> Source passage:
Mr. Dudley makes several arguments in support of his appeal. First, he argues that the ALJ failed to include any RFC limitations relating to his visual impairments. That assertion is technically incorrect, because the ALJ cited his visual impairment in finding a "need to avoid medium to heavy lifting." (Tr. 16). The ALJ failed to provide any explanation, however, as to why a restriction dealing with lifting appropriately addresses visual limitations.
Moreover, Mr. Dudley correctly notes that the ALJ provided an inadequate analysis to support his finding that Mr. Dudley was capable of his past relevant work. Despite asking the VE for information regarding the visual requirements of other jobs, the ALJ failed to inquire about the visual requirements of the positions of sales associate and sales manager. (Tr. 53-56, 58-61); s ee SSR 82-62, 1982 WL 31386, at *3 ("Determination of the claimant's ability to do PRW requires a careful appraisal of (1) the individual's statements as to which past work requirements can no longer be met and the reason(s) for his or her inability to meet those requirements; (2) medical evidence establishing how the impairment limits ability to meet the physical and mental requirements of the work; and (3) in some cases, supplementary or corroborative information from other sources such as employers, the Dictionary of Occupational Titles, etc., on the requirements of the work as generally performed in the economy."). This omission is particularly problematic because the VE specifically offered, "I can look at specific jobs and give you the specific requirements easily." (Tr. 56). The failure to accept the VE's offer left the ALJ with an inadequate record regarding the visual requirements of those positions.

> Free-text object descriptions:
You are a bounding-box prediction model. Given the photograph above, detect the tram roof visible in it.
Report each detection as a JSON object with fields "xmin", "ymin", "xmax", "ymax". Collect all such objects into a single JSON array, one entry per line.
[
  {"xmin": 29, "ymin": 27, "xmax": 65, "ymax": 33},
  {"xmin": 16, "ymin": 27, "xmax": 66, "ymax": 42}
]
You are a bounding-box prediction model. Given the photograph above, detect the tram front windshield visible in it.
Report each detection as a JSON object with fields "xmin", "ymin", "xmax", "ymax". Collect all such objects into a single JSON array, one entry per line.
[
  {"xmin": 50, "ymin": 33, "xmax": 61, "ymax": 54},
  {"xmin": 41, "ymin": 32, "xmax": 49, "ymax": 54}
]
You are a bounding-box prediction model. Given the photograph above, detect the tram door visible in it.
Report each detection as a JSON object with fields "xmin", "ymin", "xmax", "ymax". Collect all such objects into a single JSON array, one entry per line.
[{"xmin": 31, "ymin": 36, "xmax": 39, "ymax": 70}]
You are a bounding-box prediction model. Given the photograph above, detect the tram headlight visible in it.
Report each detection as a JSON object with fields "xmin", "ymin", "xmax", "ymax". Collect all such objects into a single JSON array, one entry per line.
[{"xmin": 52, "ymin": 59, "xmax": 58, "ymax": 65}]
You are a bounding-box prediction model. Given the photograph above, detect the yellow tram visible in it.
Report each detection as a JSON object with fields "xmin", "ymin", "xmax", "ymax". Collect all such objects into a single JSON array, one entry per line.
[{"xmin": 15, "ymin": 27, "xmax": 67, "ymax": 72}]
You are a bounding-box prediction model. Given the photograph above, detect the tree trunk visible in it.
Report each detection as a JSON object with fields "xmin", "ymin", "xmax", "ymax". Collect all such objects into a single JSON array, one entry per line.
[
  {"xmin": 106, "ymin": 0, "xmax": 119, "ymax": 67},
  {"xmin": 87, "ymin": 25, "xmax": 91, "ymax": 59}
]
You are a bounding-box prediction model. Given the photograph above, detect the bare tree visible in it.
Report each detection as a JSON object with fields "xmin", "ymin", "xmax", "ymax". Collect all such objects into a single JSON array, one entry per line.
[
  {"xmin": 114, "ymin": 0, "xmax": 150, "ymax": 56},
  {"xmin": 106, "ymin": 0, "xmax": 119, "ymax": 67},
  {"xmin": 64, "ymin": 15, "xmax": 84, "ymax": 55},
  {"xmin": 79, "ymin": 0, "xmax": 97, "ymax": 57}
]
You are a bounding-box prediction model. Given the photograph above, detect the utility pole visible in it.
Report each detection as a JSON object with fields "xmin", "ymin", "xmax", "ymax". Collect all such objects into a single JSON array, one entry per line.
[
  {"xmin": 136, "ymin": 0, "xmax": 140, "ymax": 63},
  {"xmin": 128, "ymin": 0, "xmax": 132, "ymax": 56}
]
==
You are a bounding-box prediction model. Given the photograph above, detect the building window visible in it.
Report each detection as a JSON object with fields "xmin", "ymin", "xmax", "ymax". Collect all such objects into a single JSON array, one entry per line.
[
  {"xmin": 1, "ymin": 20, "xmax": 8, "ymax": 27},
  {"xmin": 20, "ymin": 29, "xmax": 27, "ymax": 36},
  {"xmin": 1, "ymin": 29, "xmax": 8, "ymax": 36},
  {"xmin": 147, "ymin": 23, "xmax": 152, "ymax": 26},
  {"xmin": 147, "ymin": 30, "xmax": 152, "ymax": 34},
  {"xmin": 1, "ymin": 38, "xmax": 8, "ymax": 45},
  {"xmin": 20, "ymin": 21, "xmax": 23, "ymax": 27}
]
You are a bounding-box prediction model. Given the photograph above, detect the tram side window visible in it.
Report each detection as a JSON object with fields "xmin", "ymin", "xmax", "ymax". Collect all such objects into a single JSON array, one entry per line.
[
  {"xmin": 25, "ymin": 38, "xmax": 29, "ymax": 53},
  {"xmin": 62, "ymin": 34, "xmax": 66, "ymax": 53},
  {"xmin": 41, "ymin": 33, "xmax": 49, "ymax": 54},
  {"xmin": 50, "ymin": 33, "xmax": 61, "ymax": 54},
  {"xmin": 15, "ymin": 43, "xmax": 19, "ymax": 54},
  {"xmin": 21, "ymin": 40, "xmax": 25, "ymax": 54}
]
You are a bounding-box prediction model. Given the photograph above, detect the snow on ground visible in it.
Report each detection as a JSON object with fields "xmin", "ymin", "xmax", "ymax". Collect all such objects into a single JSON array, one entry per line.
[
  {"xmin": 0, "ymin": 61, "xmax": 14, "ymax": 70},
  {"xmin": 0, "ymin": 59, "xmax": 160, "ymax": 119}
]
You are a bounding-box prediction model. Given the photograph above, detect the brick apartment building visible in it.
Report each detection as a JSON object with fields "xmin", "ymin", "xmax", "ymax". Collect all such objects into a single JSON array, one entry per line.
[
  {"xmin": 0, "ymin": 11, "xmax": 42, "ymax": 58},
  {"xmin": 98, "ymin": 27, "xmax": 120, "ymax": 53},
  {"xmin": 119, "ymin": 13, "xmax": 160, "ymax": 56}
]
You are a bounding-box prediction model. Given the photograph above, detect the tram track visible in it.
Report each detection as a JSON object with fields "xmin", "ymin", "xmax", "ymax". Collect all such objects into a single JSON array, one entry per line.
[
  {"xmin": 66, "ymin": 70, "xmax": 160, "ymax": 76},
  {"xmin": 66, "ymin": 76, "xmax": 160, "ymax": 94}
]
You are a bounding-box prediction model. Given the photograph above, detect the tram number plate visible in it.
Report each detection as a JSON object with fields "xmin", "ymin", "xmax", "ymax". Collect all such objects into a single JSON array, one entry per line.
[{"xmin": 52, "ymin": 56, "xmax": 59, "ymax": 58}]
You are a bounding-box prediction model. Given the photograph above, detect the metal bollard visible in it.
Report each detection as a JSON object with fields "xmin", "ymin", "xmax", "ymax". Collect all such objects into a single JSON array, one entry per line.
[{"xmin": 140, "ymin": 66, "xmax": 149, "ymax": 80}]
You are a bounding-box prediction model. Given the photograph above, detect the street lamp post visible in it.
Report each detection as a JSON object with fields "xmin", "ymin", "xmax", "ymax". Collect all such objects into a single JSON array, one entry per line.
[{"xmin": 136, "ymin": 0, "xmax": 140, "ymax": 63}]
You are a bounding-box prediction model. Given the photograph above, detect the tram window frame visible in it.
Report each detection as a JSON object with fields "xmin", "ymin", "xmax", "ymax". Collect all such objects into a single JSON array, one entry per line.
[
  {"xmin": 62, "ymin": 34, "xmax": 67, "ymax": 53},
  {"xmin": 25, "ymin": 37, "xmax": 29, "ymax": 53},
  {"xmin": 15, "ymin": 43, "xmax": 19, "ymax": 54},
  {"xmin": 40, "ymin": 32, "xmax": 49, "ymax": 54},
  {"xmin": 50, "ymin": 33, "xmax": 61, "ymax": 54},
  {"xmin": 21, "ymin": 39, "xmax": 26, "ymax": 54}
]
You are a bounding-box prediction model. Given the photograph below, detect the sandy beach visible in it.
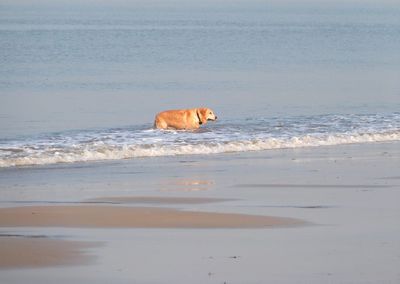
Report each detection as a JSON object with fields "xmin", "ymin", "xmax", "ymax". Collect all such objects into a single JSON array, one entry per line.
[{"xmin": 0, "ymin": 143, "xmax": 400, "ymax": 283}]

> Tasks and exercises:
1. Reproduce word for word everything in the passage on Mr. Dudley's appeal from "Mr. Dudley makes" down to "addresses visual limitations.".
2. Answer these questions from the passage on Mr. Dudley's appeal:
(a) What finding did the ALJ cite the visual impairment in support of?
(b) For which two positions did the ALJ fail to ask the VE about visual requirements?
(c) What did the VE specifically offer to do?
Rely only on the text to complete this work.

> Solutions by task:
1.
Mr. Dudley makes several arguments in support of his appeal. First, he argues that the ALJ failed to include any RFC limitations relating to his visual impairments. That assertion is technically incorrect, because the ALJ cited his visual impairment in finding a "need to avoid medium to heavy lifting." (Tr. 16). The ALJ failed to provide any explanation, however, as to why a restriction dealing with lifting appropriately addresses visual limitations.

2.
(a) A "need to avoid medium to heavy lifting."
(b) Sales associate and sales manager.
(c) To look at specific jobs and give the specific requirements easily.